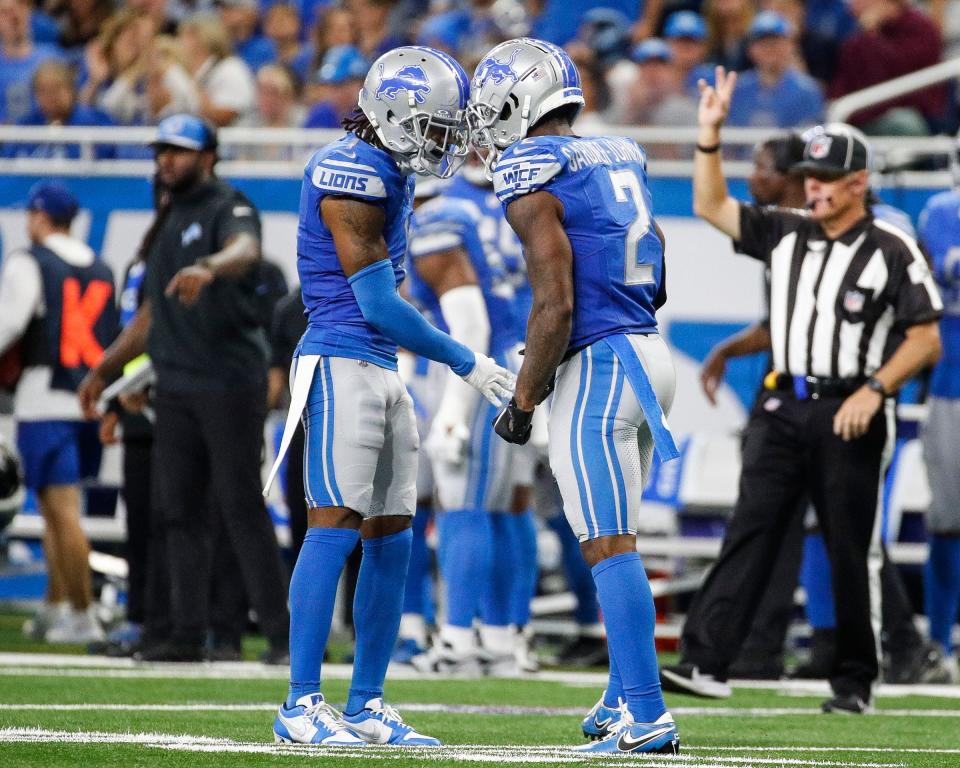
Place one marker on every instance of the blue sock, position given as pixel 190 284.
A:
pixel 629 616
pixel 500 584
pixel 579 578
pixel 525 570
pixel 941 587
pixel 815 577
pixel 614 693
pixel 465 542
pixel 417 589
pixel 377 605
pixel 313 589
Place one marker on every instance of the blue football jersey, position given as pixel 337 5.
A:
pixel 464 219
pixel 352 168
pixel 499 236
pixel 940 233
pixel 618 267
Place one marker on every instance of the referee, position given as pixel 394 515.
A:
pixel 201 323
pixel 853 315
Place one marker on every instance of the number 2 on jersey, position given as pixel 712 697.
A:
pixel 626 186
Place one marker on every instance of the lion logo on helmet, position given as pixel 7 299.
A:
pixel 496 70
pixel 410 78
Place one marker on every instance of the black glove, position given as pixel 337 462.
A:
pixel 513 424
pixel 549 388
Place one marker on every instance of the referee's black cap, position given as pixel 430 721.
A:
pixel 834 150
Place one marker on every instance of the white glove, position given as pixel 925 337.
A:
pixel 490 380
pixel 447 442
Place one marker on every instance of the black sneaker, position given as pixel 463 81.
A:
pixel 170 651
pixel 823 651
pixel 847 704
pixel 687 678
pixel 583 652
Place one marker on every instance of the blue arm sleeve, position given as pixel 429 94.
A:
pixel 376 292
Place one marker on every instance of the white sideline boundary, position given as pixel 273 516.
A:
pixel 465 753
pixel 66 665
pixel 469 709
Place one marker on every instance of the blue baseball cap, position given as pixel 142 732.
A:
pixel 651 49
pixel 187 132
pixel 54 199
pixel 685 24
pixel 447 29
pixel 769 24
pixel 341 63
pixel 606 31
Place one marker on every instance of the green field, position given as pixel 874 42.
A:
pixel 55 711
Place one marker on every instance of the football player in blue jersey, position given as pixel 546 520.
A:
pixel 940 232
pixel 458 277
pixel 360 458
pixel 595 259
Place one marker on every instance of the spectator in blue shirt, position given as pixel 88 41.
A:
pixel 775 94
pixel 241 18
pixel 334 26
pixel 281 25
pixel 339 77
pixel 54 89
pixel 686 34
pixel 445 31
pixel 19 58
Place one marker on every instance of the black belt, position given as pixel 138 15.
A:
pixel 811 387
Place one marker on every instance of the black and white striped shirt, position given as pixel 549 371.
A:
pixel 838 308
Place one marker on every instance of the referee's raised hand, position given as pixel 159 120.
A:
pixel 715 99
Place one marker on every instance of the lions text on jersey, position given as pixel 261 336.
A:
pixel 347 168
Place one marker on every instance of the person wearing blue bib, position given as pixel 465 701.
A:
pixel 360 458
pixel 595 260
pixel 940 233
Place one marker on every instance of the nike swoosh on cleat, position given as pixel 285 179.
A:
pixel 296 729
pixel 626 744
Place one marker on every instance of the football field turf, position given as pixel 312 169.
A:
pixel 80 711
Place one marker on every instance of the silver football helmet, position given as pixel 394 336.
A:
pixel 416 100
pixel 516 84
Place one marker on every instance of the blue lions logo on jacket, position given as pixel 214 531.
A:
pixel 411 79
pixel 498 71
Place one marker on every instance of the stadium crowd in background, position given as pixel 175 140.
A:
pixel 300 63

-*-

Each line, starting with the one containing "Place one marker on every instance of the black belt, position" and ending with the last line of the records above, should be reproduced exactly.

RESULT BELOW —
Place one marker on every instance of the black belt, position given as pixel 138 15.
A:
pixel 811 387
Place one marker on every instance of the black and white striped shirt, position given as pixel 549 371.
A:
pixel 838 308
Place one marker on every instance of the referee's raised hand, position given as pixel 159 120.
A:
pixel 715 99
Place one marker on every instance of the lions text on jersey, position given as pixel 261 336.
A:
pixel 347 168
Place one marker on every instance of the person wearing blue bib, position given as pixel 465 701.
A:
pixel 360 458
pixel 595 260
pixel 940 233
Place one marker on every instance of the nike swoosh on cleat, position given as pixel 285 179.
A:
pixel 296 729
pixel 626 744
Place one marker on every instance of the football field turf, position given as pixel 312 169.
A:
pixel 80 711
Place one marker on every instance of the silver football helmet, position given as pixel 394 336.
A:
pixel 416 100
pixel 516 84
Place one marker on every instance of the blue lions logo on jacket, position given as pixel 214 531.
A:
pixel 411 79
pixel 498 71
Place one marker on every instance of the stadium crowd in background, position given as pixel 175 140.
A:
pixel 300 63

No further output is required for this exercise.